[Dataset rows]
___

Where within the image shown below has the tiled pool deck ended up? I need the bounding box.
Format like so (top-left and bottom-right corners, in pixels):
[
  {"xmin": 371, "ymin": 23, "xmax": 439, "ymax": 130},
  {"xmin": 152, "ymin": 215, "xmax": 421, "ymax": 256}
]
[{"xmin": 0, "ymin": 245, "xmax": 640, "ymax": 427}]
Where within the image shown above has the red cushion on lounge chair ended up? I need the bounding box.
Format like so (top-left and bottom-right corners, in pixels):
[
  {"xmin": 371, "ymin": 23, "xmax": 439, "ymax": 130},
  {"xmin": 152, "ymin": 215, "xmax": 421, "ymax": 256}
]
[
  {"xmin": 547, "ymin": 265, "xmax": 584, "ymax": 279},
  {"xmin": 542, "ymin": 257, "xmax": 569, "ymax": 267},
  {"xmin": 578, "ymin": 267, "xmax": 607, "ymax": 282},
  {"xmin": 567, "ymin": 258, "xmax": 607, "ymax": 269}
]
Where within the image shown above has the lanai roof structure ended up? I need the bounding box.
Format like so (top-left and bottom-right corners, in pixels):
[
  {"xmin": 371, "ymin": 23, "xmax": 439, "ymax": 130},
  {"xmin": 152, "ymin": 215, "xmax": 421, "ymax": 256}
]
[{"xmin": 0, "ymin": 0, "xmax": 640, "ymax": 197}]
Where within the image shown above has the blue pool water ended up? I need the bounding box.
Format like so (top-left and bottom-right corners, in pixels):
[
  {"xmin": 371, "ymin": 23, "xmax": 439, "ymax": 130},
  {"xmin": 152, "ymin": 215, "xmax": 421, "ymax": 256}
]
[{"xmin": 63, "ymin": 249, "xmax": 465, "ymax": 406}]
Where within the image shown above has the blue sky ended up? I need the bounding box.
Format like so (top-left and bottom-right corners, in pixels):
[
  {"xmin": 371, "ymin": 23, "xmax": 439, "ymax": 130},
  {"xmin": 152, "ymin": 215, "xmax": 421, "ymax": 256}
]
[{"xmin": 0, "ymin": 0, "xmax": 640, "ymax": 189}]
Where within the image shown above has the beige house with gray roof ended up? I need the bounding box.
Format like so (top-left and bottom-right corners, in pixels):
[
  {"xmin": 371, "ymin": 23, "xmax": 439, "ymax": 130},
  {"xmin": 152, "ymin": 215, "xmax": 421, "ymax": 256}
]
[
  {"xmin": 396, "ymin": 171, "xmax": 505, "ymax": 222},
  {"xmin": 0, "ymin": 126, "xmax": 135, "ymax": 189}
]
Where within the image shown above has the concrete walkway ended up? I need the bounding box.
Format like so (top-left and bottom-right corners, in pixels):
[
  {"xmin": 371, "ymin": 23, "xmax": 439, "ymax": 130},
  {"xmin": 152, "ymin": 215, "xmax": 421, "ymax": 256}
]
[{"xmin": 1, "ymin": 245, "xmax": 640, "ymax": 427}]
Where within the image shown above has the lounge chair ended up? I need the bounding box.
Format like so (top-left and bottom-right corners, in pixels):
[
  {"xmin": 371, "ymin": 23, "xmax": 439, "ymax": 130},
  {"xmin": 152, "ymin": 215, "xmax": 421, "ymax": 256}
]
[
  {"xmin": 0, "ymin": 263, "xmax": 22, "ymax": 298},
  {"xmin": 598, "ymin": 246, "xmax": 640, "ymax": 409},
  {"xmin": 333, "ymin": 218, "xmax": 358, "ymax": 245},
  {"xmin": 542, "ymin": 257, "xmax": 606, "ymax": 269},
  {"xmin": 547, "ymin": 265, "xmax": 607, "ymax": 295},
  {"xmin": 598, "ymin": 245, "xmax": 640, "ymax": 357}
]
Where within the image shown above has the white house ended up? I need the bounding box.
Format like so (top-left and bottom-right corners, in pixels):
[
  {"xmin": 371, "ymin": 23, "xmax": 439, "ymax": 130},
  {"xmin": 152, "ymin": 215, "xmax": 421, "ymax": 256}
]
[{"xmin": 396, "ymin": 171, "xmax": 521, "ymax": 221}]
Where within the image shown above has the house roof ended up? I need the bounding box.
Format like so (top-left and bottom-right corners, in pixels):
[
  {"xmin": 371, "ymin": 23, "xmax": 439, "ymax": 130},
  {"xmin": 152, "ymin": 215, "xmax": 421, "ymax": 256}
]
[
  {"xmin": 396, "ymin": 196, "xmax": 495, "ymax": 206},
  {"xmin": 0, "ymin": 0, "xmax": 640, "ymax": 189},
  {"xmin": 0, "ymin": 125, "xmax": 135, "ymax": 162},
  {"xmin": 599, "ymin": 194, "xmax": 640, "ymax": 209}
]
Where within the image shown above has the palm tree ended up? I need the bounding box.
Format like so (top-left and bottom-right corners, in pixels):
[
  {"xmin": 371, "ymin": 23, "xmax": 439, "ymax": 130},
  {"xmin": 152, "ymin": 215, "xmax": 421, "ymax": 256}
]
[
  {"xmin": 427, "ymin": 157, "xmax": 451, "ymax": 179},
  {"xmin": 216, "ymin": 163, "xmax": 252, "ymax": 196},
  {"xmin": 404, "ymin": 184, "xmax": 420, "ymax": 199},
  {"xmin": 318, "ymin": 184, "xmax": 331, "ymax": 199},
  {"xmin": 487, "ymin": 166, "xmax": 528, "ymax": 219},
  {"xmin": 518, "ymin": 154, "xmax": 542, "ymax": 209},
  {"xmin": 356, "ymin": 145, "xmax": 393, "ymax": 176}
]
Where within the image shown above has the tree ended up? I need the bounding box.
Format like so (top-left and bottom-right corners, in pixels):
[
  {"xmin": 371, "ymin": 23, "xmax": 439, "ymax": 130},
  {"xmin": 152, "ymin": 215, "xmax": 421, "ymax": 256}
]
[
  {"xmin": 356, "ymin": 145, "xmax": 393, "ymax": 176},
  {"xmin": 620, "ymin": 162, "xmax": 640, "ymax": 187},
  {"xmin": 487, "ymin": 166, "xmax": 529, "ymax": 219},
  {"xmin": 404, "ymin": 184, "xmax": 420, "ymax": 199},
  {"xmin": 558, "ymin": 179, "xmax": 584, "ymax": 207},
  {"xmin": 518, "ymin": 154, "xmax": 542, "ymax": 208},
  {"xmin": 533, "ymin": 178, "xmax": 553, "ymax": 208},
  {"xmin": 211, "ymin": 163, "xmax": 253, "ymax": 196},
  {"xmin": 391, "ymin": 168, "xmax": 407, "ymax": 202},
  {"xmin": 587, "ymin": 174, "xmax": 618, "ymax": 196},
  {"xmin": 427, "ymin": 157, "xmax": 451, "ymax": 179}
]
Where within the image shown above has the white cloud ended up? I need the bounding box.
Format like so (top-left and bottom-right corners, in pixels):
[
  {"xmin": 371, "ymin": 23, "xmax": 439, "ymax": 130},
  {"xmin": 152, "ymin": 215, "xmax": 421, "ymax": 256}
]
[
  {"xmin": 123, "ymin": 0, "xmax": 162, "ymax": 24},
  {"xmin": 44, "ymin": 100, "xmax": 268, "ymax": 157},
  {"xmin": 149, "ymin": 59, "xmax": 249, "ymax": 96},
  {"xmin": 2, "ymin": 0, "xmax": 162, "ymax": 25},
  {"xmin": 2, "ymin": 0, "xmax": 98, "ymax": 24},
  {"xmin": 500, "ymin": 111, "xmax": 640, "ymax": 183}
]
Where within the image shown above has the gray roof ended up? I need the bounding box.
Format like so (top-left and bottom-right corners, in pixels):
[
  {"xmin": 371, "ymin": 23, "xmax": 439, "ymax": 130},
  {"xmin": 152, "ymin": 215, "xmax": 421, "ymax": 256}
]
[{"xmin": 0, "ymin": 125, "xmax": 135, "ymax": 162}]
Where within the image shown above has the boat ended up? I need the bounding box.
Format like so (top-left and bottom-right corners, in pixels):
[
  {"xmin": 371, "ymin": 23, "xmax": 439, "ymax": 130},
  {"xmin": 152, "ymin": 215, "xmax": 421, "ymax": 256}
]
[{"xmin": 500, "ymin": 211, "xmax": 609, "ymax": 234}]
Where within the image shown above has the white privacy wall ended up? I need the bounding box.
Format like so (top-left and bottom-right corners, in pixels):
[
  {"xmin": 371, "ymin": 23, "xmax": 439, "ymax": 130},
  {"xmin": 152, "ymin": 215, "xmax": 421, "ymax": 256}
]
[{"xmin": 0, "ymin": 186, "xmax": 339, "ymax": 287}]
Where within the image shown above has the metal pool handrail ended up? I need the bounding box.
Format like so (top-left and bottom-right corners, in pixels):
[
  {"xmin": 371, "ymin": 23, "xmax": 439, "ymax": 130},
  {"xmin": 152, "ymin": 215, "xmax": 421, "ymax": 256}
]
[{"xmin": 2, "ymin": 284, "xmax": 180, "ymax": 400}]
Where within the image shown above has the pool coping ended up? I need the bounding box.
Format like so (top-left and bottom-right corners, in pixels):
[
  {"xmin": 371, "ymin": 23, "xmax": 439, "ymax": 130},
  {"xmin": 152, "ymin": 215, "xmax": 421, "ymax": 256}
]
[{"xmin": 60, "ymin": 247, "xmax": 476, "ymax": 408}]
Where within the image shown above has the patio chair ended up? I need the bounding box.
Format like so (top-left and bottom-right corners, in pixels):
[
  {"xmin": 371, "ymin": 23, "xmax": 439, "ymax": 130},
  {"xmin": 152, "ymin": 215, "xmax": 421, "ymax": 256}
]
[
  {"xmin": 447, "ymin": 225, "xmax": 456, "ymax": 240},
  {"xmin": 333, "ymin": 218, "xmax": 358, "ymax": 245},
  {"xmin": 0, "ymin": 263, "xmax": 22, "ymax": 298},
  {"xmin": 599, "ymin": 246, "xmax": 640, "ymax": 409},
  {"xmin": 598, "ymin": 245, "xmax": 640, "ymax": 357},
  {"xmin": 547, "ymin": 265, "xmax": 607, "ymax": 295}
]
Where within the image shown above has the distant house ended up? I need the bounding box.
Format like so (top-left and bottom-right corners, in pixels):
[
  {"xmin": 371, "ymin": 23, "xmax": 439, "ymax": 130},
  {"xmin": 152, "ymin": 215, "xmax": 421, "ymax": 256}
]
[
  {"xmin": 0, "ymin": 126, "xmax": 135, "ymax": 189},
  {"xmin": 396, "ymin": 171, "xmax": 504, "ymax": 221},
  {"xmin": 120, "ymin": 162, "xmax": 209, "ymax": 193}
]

___

_Exercise task_.
List every line above that contains the word "blue".

_Result below_.
Where within the image shown above has the blue pool water ended up? I need the bounding box.
Where within the image shown above has the blue sky ended up? I need the bounding box.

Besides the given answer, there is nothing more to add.